> [Instructions]:
[1] In the article on chasing free time, what is the stated purpose of "rawdogging" as the term is now used online? Answer in one to three sentences.
[2] Carry on the article about chasing free time, starting after its final sentence.

> [Extracted text]:
We've got apps, gadgets, hacks and services to get work done faster and better. Yet we remain busier than ever

- Pooja Singh pooja.s@livemint.com

Can we ever give ourselves the gift of time?

The Instagram algorithm had decided that I was looking for a lifestyle of optimisation. Reels on the advantages of starting your workday at 3am or 1pm, depending on the content creators’ views, were clamouring for my attention.

Some ads suggested tools to maximise sleeping hours so I could fight procrastination and “Get Sh*t Done” before deadline. In between were memes of how | January 2025 felt like it was just this Monday, and why only January and Monday come so early. Of all the content thrown at me this past week, a productivity guru's reel to help with “rawdogging” caught my attention. Earlier slang for unprotected sexual intercourse, “rawdogging” is now Internet-speak for doing nothing for a few hours to hone focus, increase creativity and improve one’s quality of life.

We're all chasing time, trying to squeeze the most out of every second, turning to all sorts of hacks and tips, looking for ways to find “free time”. Yet, free quality time seems perpetually out of reach.

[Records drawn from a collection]

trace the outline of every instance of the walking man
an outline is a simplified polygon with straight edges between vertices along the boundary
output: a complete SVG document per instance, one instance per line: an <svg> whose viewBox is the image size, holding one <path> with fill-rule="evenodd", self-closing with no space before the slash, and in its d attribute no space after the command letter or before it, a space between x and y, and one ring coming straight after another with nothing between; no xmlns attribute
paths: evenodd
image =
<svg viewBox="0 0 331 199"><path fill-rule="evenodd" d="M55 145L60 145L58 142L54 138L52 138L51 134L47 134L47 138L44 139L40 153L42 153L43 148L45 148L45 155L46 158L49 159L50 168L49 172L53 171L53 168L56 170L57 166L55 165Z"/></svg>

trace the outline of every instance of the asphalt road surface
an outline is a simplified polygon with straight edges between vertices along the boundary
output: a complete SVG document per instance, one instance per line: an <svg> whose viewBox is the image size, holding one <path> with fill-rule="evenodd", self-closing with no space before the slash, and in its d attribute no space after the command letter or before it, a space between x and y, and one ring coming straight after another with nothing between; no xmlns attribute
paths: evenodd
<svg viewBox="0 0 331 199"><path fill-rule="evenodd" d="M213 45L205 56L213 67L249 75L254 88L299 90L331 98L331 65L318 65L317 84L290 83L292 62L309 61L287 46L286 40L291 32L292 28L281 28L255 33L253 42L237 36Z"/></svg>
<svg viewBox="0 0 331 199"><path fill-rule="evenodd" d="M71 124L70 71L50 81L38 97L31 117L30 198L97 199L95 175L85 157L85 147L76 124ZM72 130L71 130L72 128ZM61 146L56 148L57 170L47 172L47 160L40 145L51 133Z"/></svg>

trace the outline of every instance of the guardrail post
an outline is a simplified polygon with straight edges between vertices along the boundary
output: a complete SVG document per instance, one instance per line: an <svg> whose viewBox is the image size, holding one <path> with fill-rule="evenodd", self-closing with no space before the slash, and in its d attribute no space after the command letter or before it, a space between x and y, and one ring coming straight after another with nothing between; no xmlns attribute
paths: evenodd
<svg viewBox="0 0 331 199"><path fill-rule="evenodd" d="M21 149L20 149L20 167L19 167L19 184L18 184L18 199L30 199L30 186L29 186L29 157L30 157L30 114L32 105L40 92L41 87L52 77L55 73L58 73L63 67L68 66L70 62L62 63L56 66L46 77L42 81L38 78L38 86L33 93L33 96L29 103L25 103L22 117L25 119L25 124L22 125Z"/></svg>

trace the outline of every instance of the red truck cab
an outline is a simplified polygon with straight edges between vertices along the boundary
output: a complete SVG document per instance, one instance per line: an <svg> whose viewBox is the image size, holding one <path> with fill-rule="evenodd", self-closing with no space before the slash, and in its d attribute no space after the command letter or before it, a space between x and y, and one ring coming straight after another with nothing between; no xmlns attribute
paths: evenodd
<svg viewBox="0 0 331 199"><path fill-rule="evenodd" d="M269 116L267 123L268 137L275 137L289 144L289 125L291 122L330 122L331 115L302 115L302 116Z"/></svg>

> [Responses to the tasks]:
[1] In current Internet-speak, "rawdogging" means doing nothing for a few hours. The article says people do this to hone focus, increase creativity and improve their quality of life.

[2]
For context, the time spent by Indians on “self-care activities”, which includes sleeping and personal hygiene, has declined steadily since 2019, while time spent on socialising and employment has gone up, according to the 2024 Time Use Survey data published by the Union statistics ministry. A rural-urban comparison shows that urban Indians spend more time on employment compared to their rural counterparts, who have more time for self-care, though rural Indians spend more time on unpaid work (such as domestic chores, which usually fall to women) and “producing goods for their own use”.

“We are living in a world where hustle culture is on steroids,” says Amit Nandkeolyar, an associate professor of organisational behaviour at Indian Institute of Management (IIM), Ahmedabad.

Our relationship with “free time’—to be spent leisurely doing activities that bring us joy or with loved ones without worrying about work or chores—remains ambiguous.